READING TEXT
______________________________
North Carolina passed a law in 2007 called the Renewable Energy and Energy Efficiency Portfolio Standard (REPS), which requires power utilities to get certain percentages of their energy from “renewable energy resources or energy efficiency measures.” To that NC added frequent, detailed, public reporting, and thus enabled a renewable energy industry.

Power utilities don’t like to reveal data about their energy sources or sales any more than Internet organizations like to reveal security problems. The key to REPS is the reporting it requires:

“Beginning in 2009, each power supplier is required to file a compliance report, detailing the actions it has taken to fulfill the requirements of the REPS.”
This is called the Renewable Energy Certificate (REC) Tracking System. It provides the data to see which utilities are providing how much of which kind of energy.
______________________________
TASK A
In the passage on North Carolina's REPS law, rewrite the part that opens with the words containing "North Carolina passed" and closes with "renewable energy industry.", renaming "power utilities" as "electric companies".
TASK B
According to the passage on North Carolina's REPS law, why is the reporting requirement the key to the law? Answer in one to three sentences.
TASK C
Resume the passage on North Carolina's REPS law after its last sentence.
The records are separate from the passage on North Carolina's REPS law.
______________________________
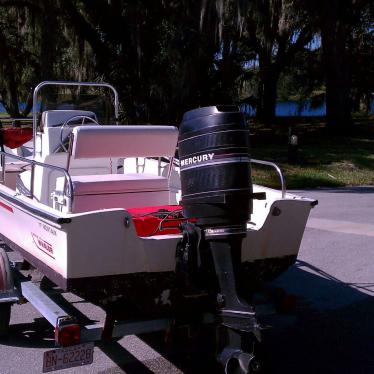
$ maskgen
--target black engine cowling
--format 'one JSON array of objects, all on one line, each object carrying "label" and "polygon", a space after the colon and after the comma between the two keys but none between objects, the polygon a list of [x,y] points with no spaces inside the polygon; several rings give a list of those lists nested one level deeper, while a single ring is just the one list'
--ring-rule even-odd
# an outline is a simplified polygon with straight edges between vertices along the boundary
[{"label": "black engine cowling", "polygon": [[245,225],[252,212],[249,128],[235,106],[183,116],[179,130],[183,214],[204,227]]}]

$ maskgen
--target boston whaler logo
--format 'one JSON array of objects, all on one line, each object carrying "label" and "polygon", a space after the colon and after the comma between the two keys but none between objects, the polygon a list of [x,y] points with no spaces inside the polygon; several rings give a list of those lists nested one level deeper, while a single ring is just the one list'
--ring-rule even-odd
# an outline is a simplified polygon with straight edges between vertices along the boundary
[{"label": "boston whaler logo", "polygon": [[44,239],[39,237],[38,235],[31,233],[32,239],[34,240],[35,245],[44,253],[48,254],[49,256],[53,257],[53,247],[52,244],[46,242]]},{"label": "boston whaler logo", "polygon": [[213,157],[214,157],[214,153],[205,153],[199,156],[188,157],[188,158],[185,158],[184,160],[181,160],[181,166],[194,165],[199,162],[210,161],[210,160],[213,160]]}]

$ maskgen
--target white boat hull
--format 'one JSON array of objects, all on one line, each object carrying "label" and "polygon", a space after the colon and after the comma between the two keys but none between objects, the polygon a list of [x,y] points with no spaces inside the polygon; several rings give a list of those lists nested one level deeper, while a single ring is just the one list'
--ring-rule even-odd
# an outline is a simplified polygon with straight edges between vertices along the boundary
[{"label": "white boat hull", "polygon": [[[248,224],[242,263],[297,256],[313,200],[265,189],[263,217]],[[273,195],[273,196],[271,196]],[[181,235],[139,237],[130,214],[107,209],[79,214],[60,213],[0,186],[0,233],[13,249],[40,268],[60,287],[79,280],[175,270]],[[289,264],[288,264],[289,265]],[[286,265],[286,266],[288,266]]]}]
______________________________
OUTPUT A
North Carolina passed a law in 2007 called the Renewable Energy and Energy Efficiency Portfolio Standard (REPS), which requires electric companies to get certain percentages of their energy from “renewable energy resources or energy efficiency measures.” To that NC added frequent, detailed, public reporting, and thus enabled a renewable energy industry.

OUTPUT B
Power utilities don't like to reveal data about their energy sources or sales, much as Internet organizations don't like to reveal security problems. The required compliance reports, through the REC Tracking System, provide the data to see which utilities are providing how much of which kind of energy.

OUTPUT C
According to Ivan Urlaub of the North Carolina Sustainable Energy Association (NCSEA), REC reporting enabled the solar industry in North Carolina:

“The passage of the REPS law in 2007 and resulting success of the North Carolina’s clean energy market has created the rapid start-ups and expansions of clean energy businesses from installers to developers to manufacturers and the associated service sectors over the last few years.”
Not only is North Carolina now one of the national leaders in solar energy, but 91% of NC voters want more solar power, with wind second, and everything else far behind.

REC enabled not only a renewable energy industry, but also selection within that industry for what works.